• DATASET RECORDS
——

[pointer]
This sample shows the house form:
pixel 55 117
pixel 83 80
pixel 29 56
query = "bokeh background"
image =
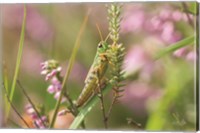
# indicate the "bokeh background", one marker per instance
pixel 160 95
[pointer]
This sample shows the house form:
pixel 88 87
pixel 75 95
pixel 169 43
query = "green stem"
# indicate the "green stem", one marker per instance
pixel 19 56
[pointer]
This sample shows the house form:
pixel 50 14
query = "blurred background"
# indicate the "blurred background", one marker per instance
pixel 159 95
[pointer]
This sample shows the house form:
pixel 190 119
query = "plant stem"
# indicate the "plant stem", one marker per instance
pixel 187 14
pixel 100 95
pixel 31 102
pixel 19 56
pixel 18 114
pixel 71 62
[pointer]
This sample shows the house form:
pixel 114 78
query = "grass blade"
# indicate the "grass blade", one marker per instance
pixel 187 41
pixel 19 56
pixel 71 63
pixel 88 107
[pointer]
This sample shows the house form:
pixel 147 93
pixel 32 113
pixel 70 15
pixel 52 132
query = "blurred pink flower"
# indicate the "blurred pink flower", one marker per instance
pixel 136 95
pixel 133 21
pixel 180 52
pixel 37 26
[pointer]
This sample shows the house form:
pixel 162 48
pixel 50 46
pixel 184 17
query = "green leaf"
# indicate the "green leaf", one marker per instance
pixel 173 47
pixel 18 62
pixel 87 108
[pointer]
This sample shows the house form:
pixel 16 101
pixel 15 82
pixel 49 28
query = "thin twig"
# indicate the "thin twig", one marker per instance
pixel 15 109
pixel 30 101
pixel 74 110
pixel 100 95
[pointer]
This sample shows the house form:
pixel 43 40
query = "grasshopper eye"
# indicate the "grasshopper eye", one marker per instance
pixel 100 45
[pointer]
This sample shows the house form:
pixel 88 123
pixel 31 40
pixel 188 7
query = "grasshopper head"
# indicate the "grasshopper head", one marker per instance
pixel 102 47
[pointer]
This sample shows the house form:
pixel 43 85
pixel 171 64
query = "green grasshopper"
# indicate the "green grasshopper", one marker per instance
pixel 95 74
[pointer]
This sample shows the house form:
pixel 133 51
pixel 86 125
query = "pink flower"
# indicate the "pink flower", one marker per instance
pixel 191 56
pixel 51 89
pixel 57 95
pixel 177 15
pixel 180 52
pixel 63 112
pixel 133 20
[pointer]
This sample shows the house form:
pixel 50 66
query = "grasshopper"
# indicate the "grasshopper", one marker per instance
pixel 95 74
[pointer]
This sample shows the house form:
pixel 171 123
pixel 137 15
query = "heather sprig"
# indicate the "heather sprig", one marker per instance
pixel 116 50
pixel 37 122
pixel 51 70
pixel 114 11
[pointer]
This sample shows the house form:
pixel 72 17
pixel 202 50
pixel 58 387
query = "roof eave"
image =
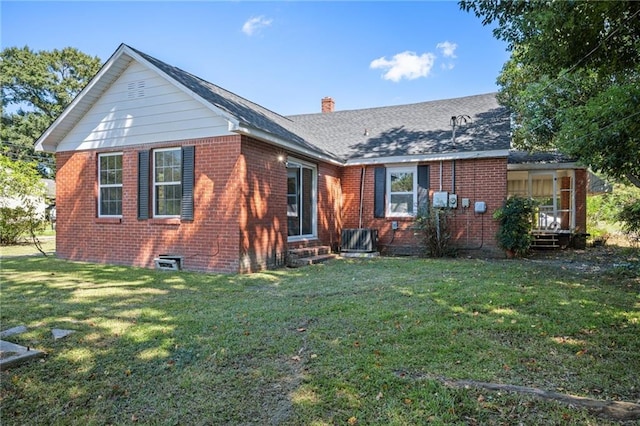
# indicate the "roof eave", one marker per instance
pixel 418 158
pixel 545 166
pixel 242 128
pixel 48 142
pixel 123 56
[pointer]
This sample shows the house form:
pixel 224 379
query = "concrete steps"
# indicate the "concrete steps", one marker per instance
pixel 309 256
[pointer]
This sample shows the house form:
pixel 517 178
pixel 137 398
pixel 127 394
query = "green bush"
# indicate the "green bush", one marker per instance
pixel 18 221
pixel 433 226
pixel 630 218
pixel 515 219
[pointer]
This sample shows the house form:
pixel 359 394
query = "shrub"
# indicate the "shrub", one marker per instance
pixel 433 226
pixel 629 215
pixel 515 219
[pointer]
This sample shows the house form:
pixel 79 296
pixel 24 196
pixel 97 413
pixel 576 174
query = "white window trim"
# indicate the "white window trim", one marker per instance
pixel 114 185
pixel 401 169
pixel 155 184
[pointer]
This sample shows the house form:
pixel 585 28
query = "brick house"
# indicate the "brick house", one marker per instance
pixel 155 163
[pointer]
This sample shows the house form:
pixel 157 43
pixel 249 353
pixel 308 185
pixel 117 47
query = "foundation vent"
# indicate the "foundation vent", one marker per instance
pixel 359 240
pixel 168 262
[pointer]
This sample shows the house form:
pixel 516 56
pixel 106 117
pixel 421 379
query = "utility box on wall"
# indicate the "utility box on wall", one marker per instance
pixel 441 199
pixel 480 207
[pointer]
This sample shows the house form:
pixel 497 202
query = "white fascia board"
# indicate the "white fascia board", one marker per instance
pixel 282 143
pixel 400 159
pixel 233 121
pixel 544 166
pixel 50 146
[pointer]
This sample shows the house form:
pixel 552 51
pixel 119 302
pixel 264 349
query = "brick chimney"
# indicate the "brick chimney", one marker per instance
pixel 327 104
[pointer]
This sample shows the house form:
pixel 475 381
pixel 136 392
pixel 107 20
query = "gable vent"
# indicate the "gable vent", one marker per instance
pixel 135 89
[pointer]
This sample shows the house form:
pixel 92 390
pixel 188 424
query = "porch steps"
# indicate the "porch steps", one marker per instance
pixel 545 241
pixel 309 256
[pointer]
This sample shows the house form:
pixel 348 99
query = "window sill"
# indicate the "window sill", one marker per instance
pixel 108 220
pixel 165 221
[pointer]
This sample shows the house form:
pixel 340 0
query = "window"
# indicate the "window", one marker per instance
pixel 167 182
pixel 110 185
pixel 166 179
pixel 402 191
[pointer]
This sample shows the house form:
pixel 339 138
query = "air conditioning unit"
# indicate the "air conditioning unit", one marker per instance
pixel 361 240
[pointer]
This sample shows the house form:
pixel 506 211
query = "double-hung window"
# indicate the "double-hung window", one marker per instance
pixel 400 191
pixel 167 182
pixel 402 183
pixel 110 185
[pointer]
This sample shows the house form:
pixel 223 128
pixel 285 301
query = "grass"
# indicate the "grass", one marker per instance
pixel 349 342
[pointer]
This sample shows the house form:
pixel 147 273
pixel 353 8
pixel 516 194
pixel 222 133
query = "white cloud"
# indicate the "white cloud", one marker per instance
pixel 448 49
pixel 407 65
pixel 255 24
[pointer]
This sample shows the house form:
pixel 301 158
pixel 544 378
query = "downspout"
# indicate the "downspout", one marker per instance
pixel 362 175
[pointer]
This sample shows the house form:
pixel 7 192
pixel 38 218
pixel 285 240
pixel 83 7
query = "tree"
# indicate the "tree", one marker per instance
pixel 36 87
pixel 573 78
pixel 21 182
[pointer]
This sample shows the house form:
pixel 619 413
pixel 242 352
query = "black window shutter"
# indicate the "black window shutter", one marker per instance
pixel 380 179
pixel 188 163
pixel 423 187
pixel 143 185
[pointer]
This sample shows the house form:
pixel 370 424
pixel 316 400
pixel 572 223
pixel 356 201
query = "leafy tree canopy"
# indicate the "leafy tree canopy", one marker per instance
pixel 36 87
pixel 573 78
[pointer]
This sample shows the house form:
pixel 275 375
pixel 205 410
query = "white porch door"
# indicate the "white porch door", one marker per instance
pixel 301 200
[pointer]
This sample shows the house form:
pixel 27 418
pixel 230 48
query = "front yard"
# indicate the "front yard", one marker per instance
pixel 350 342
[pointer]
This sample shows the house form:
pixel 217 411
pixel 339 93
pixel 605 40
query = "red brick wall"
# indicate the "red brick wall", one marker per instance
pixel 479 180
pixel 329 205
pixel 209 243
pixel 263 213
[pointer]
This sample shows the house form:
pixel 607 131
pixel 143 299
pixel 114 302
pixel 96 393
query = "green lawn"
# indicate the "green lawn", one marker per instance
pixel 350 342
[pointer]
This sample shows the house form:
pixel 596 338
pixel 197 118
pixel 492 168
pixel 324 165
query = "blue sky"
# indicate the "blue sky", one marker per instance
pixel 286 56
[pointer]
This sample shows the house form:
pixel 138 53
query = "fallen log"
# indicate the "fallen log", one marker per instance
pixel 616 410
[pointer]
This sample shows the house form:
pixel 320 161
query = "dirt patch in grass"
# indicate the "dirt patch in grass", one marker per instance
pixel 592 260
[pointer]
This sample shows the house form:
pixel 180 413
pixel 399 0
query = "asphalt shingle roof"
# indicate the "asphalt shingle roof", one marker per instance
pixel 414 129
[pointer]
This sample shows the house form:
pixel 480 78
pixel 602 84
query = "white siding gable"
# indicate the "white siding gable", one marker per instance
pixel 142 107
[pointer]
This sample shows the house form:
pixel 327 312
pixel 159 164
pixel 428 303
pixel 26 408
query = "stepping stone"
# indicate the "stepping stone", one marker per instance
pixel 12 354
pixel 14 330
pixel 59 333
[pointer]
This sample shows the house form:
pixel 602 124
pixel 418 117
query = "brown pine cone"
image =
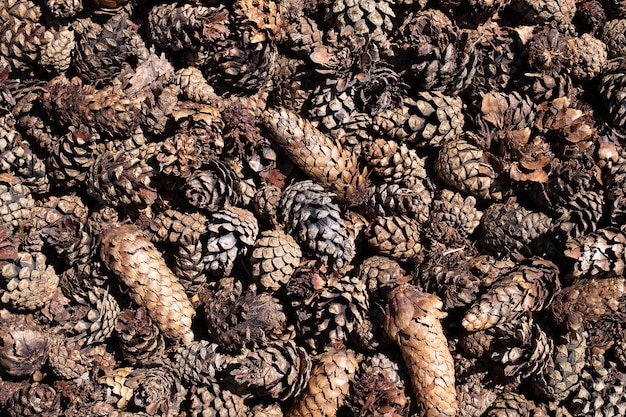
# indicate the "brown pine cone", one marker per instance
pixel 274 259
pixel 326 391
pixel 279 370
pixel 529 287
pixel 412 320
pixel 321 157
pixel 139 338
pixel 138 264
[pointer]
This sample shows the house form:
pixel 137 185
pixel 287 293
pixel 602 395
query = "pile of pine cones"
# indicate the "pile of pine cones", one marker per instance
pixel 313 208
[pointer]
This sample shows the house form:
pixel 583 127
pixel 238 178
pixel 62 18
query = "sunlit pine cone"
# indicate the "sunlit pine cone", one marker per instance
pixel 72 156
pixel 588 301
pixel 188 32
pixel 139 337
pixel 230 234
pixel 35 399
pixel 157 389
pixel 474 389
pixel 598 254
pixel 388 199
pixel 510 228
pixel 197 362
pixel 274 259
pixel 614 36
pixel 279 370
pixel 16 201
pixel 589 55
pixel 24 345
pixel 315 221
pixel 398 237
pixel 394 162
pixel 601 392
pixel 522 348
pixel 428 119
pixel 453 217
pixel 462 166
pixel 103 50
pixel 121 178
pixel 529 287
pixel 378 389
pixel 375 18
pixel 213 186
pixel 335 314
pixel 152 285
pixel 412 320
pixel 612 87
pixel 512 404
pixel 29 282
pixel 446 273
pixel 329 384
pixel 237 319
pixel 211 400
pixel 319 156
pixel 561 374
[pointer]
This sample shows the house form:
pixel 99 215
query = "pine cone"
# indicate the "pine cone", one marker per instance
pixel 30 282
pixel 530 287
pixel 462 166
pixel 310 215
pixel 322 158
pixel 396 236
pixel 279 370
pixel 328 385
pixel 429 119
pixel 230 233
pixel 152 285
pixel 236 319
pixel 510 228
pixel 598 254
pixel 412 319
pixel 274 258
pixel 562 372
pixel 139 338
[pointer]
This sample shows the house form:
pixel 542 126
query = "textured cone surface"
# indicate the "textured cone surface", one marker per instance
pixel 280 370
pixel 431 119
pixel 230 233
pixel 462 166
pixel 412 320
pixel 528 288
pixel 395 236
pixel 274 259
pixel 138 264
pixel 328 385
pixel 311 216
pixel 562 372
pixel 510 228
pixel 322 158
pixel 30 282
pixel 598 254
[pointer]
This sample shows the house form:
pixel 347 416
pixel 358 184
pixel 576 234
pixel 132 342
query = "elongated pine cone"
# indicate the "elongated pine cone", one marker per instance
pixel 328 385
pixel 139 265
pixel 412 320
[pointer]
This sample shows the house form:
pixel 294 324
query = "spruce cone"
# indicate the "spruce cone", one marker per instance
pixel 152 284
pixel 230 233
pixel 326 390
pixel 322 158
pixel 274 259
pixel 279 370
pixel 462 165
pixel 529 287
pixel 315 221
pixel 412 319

——

• SHORT EXERCISE
Tally the lines of the records that contain the string "tree", and reply with only that number.

• COMPLETED TASK
4